Retype the following data exactly, but leave its pictures out.

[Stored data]
________________________
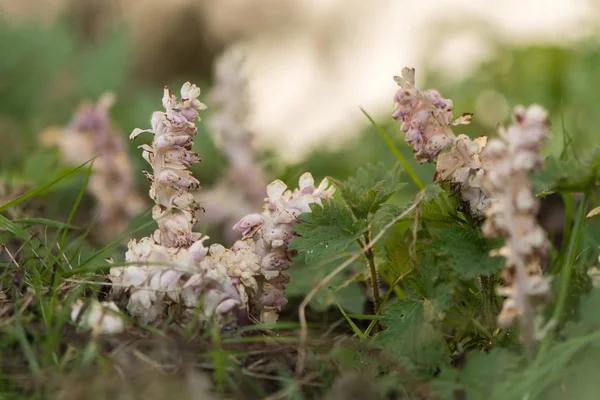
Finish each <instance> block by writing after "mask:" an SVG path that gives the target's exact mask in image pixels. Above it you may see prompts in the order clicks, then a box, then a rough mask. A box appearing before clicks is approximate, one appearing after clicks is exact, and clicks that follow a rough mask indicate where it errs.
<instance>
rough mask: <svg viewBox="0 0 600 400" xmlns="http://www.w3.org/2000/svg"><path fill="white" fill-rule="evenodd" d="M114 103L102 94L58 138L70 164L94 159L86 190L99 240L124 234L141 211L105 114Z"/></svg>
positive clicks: (58, 136) (141, 205)
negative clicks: (92, 201) (91, 195)
mask: <svg viewBox="0 0 600 400" xmlns="http://www.w3.org/2000/svg"><path fill="white" fill-rule="evenodd" d="M113 103H114V96H113V95H111V94H105V95H103V96H102V97H101V98H100V100H99V101H98V103H97V104H88V103H86V104H83V105H82V106H81V107H80V108H79V110H78V111H77V114H76V115H75V117H74V119H73V121H71V123H70V125H69V126H68V128H67V129H65V130H63V131H62V132H59V134H58V138H57V141H58V145H59V147H60V149H61V153H62V155H63V157H64V158H65V160H66V161H67V162H69V163H72V164H82V163H84V162H86V161H88V160H91V159H92V158H94V157H97V158H96V160H94V167H93V168H94V169H93V173H92V175H91V177H90V181H89V184H88V189H89V191H90V192H91V193H92V195H93V196H94V197H95V198H96V201H97V205H96V210H97V214H98V223H97V224H96V227H97V228H95V231H94V233H95V234H97V235H98V236H99V238H100V239H101V240H107V239H110V238H112V237H114V236H115V235H117V234H120V233H121V232H123V231H124V230H125V229H126V228H127V224H128V223H129V221H130V220H131V218H132V217H133V216H134V215H136V214H137V213H139V212H140V211H142V209H143V208H144V202H143V200H142V199H141V198H140V197H139V196H138V194H137V193H135V192H134V190H133V188H134V187H135V184H134V183H135V182H134V178H133V168H132V166H131V163H130V162H129V158H128V157H127V152H126V150H125V143H124V141H123V139H122V137H121V135H120V133H119V132H117V131H116V130H115V129H114V128H113V126H112V124H111V121H110V117H109V115H108V110H109V108H110V107H111V106H112V104H113Z"/></svg>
________________________
### EXERCISE ANSWER
Finish each <instance> block by writing after "mask:" an SVG path that gives the target's exact mask in image pixels. Above it you may see prompts in the order clicks, then a box, then a rough mask. A box appearing before clicks is approximate, one appearing after clicks is exact, and clicks that follow a rough mask indicate where it errs.
<instance>
rough mask: <svg viewBox="0 0 600 400" xmlns="http://www.w3.org/2000/svg"><path fill="white" fill-rule="evenodd" d="M114 103L102 94L58 138L70 164L94 159L86 190L99 240L124 234L141 211L105 114Z"/></svg>
positive clicks: (58, 136) (141, 205)
negative clicks: (92, 201) (91, 195)
mask: <svg viewBox="0 0 600 400" xmlns="http://www.w3.org/2000/svg"><path fill="white" fill-rule="evenodd" d="M113 103H114V96H113V95H111V94H105V95H103V96H102V97H101V98H100V100H99V101H98V103H97V104H88V103H86V104H83V105H82V106H81V107H80V108H79V110H78V111H77V114H76V115H75V117H74V119H73V121H71V123H70V125H69V126H68V128H67V129H65V130H63V131H62V132H59V134H58V138H57V141H58V145H59V147H60V149H61V153H62V155H63V157H64V158H65V160H66V161H67V162H69V163H72V164H82V163H84V162H86V161H88V160H91V159H92V158H94V157H97V158H96V160H94V167H93V168H94V169H93V173H92V175H91V177H90V181H89V184H88V189H89V191H90V192H91V193H92V195H93V196H94V197H95V198H96V201H97V205H96V210H97V214H98V223H97V224H96V227H97V228H95V231H94V233H95V234H97V235H98V236H99V238H100V239H101V240H107V239H110V238H112V237H114V236H115V235H117V234H120V233H121V232H123V231H124V230H125V229H126V228H127V224H128V223H129V221H130V220H131V218H132V217H133V216H134V215H136V214H137V213H139V212H140V211H142V209H143V208H144V202H143V200H142V199H141V198H140V197H139V196H138V194H137V193H135V192H134V190H133V188H134V187H135V184H134V183H135V182H134V178H133V168H132V166H131V163H130V162H129V158H128V157H127V152H126V150H125V143H124V141H123V139H122V137H121V135H120V133H119V132H117V131H116V130H115V129H114V128H113V126H112V124H111V121H110V117H109V115H108V110H109V108H110V107H111V106H112V104H113Z"/></svg>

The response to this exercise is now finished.